Friday, 12 October 2012

The "Ribbon" User Interface

Update: someone suggested this article has appeared five years too late. Clearly not a Raymond Chen reader.


We have added the Microsoft Office 2007 "Ribbon" style of User Interface (UI) to a number of our products in recent years. The results have ranged from the frankly perfunctory, in the case of our internal or consultants' tools, to the very professional, as with all of our high profile market offerings. In this process, we discovered a great number of troublesome issues, difficult decisions, points of contention, and design dilemmas. All of which, I hasten to add, are a good thing.

This is not a conversion that can be approached lightly, since - particularly by comparison with traditional menus and toolbars - the Ribbon UI:
  • takes away so much of the user's freedom;
  • eliminates "multiple ways" to execute actions;
  • removes the comfortable familiarity a user has built up with your app over the years;
  • occupies a bigger chunk of valuable screen real estate than the scheme it replaces.

> Record list

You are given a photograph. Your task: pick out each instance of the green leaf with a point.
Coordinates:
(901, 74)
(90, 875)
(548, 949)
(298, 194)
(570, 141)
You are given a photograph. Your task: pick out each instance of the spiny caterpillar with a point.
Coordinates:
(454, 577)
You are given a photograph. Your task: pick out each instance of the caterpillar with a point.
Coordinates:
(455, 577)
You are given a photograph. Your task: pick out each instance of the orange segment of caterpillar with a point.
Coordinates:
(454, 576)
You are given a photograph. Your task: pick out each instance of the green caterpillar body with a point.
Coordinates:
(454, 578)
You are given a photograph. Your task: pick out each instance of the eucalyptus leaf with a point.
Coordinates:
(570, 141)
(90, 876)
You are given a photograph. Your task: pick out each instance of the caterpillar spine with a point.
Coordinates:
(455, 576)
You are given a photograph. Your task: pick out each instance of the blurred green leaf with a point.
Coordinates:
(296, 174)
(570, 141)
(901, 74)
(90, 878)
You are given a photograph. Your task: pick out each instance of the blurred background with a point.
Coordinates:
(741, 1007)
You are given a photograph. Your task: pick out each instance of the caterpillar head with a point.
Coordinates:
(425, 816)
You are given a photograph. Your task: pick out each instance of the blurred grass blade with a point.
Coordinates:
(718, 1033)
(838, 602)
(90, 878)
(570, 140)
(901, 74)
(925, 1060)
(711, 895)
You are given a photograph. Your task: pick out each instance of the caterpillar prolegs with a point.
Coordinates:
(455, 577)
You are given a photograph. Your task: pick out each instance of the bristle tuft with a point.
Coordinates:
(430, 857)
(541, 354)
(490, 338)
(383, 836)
--
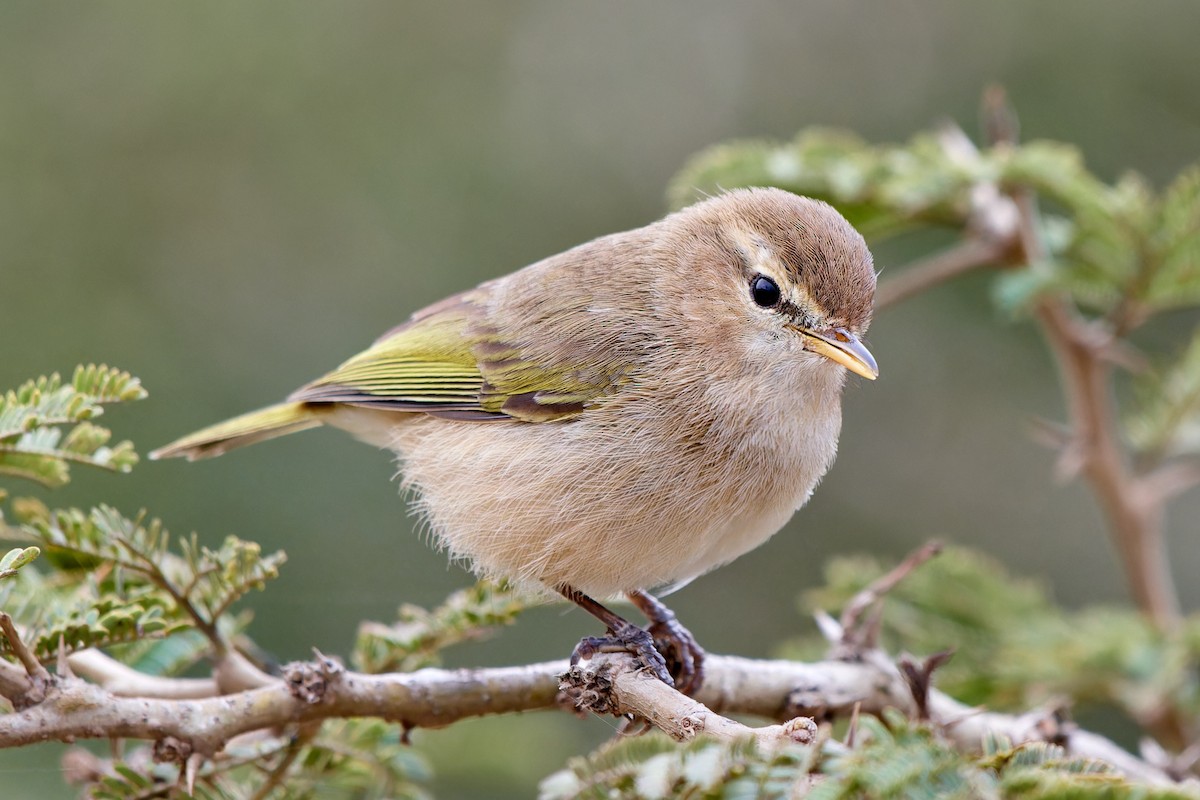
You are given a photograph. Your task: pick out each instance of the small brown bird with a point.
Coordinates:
* * *
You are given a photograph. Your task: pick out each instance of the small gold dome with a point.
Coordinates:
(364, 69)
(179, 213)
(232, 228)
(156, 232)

> Aim
Quote the full blog post on the Ribbon user interface above, word for word.

> Exercise output
Friday, 12 October 2012

The "Ribbon" User Interface

Update: someone suggested this article has appeared five years too late. Clearly not a Raymond Chen reader.


We have added the Microsoft Office 2007 "Ribbon" style of User Interface (UI) to a number of our products in recent years. The results have ranged from the frankly perfunctory, in the case of our internal or consultants' tools, to the very professional, as with all of our high profile market offerings. In this process, we discovered a great number of troublesome issues, difficult decisions, points of contention, and design dilemmas. All of which, I hasten to add, are a good thing.

This is not a conversion that can be approached lightly, since - particularly by comparison with traditional menus and toolbars - the Ribbon UI:
  • takes away so much of the user's freedom;
  • eliminates "multiple ways" to execute actions;
  • removes the comfortable familiarity a user has built up with your app over the years;
  • occupies a bigger chunk of valuable screen real estate than the scheme it replaces.